▶ TEXTO PARA LEITURA

Neste quadro, propício em princípio a um juízo favorável a quem toma decisões difíceis e num primeiro momento impopulares, três princípios-chave são importantes, que, a não serem tidos em conta, legitimam a crítica dura e até a eventual reprovação política geral.

Reporta-se o primeiro ao imperativo de os governos, ao aplicarem as medidas restritivas, assumirem eles próprios um comportamento exemplar. Terem eles mesmos carácter. Não podem prosseguir interesses próprios ilícitos ou usar critérios ou regras para si e seus amigos diferentes dos aplicados aos restantes. A exigência ética do rigor e isenção económica é, num período de carência, particularmente elevada.

Em segundo lugar, torna-se necessário que a justiça social seja estritamente observada. Quando as dificuldades aumentam, é preciso ter em atenção que os sacrifícios hão-de ser repartidos por todos de acordo com a condição económica de cada um. Há que observar o princípio da proporcionalidade nas restrições, e para além de certa fasquia para os mais pobres, o limite nas remunerações e despesas individuais tem de ser absoluto.


Por último, as políticas preconizadas devem ser as correctas e competentemente aplicadas de modo a produzir os resultados esperados.

Num Estado democrático onde as liberdades devem ser respeitadas e a regra de alternância observada, cabe à oposição ajuizar se os princípios orientadores acima enunciados são cumpridos e demonstrar quando o não sejam. Haverá, aliás certamente sempre muita divergência legítima sobre o seu modo de aplicação nos casos concretos. O processo de discussão das soluções individuais e a prova da bondade ou inconveniência das terapêuticas a aplicar alimentam a vida pública e fazem parte da natureza do combate político.Mas partidos do Governo e da oposição não poderão esquecer-se de que o que conta no juízo do eleitorado, afinal, saber quem serviu o bem público. Governo e oposição têm de estar sempre conscientes de que se é viável ocultar factos ou impedir avaliações durante algum tempo, não é possível iludir os votantes no longo prazo.

É determinante para o nosso futuro que governantes e oposição não caiam na tentação de esquecer as boas práticas da vida política democrática, deixando-se conduzir pura e simplesmente pela ânsia do poder.»

▶ CONJUNTO DE DADOS

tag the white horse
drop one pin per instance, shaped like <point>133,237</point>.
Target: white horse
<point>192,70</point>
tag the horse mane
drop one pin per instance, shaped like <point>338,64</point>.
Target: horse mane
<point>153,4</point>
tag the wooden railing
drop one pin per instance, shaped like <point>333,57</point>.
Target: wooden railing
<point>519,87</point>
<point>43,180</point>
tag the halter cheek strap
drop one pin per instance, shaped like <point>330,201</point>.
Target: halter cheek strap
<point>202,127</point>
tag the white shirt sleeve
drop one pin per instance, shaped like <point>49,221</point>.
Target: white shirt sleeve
--
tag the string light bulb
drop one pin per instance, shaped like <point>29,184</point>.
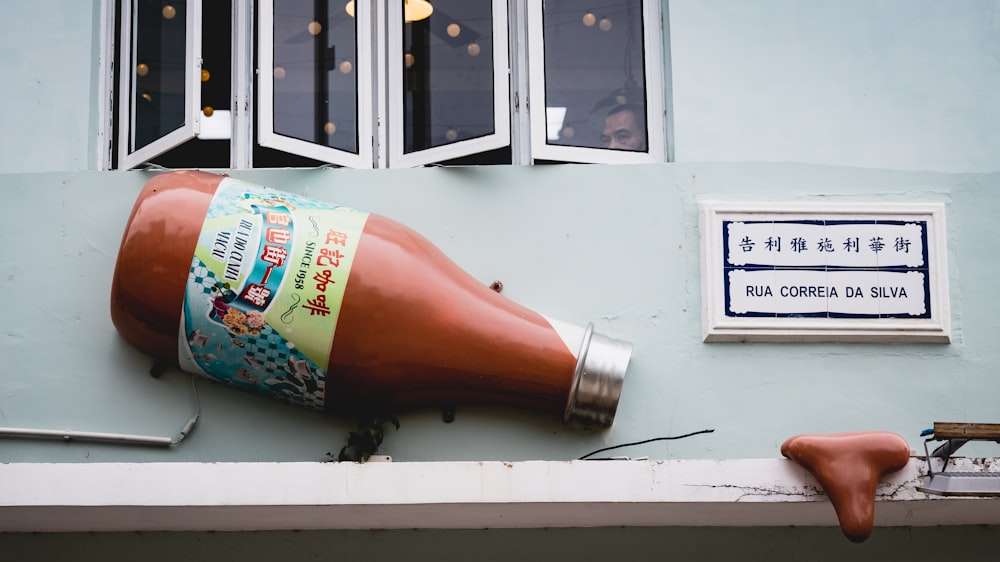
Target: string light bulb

▶ TAREFA A REALIZAR
Pode reescrever o trecho do texto sobre os princípios da ação governativa que vai de "Em segundo lugar, torna-se" até "os resultados esperados.", trocando "justiça social" por "equidade social"? O material não tem qualquer relação com o texto.

▶ RESULTADO DO EXERCÍCIO
Em segundo lugar, torna-se necessário que a equidade social seja estritamente observada. Quando as dificuldades aumentam, é preciso ter em atenção que os sacrifícios hão-de ser repartidos por todos de acordo com a condição económica de cada um. Há que observar o princípio da proporcionalidade nas restrições, e para além de certa fasquia para os mais pobres, o limite nas remunerações e despesas individuais tem de ser absoluto.


Por último, as políticas preconizadas devem ser as correctas e competentemente aplicadas de modo a produzir os resultados esperados.